Annotated coordinate records

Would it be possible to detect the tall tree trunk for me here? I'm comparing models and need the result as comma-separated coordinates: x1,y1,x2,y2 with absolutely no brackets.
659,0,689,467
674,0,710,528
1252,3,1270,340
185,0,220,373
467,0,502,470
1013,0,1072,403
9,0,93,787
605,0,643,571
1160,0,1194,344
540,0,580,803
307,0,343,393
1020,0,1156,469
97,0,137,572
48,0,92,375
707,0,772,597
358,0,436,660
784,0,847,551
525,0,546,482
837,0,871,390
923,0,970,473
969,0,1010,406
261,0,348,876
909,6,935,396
--
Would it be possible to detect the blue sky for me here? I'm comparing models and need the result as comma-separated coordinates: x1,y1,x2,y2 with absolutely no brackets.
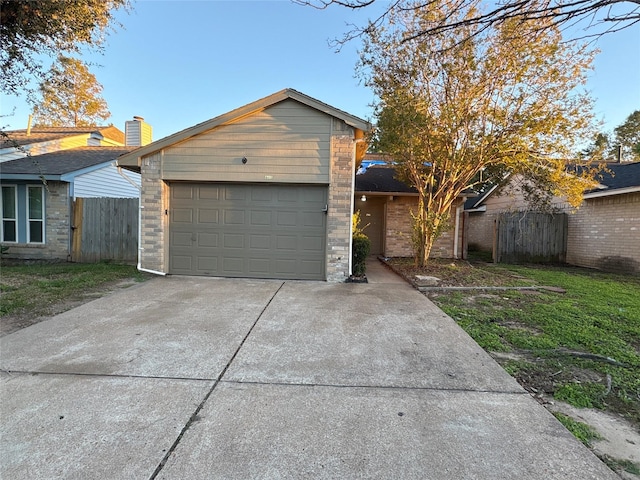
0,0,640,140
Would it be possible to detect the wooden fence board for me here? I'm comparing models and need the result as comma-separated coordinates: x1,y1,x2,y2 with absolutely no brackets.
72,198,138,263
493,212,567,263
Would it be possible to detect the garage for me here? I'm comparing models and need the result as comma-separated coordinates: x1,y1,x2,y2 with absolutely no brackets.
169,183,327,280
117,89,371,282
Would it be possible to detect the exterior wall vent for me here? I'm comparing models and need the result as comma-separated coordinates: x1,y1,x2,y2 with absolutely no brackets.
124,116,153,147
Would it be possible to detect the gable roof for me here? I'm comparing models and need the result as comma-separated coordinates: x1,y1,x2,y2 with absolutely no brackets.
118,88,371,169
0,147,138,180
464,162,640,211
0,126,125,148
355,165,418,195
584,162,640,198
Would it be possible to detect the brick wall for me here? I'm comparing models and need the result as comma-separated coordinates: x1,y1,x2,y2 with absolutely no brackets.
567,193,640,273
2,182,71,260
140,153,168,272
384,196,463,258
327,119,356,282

EXERCISE -
Copy out, unchanged, the stretch of the listing above from the line containing "Would it be possible to detect the gable" through the line containing "584,162,640,198", including both of those lines.

THE REPLY -
Would it be possible to detect the gable roof for me here? I'm comparing models and need the result as comma-separated coordinates: x1,y1,x2,y2 with absolutely no brackets.
118,88,371,169
0,147,138,180
464,162,640,211
0,126,125,148
355,165,418,195
584,162,640,198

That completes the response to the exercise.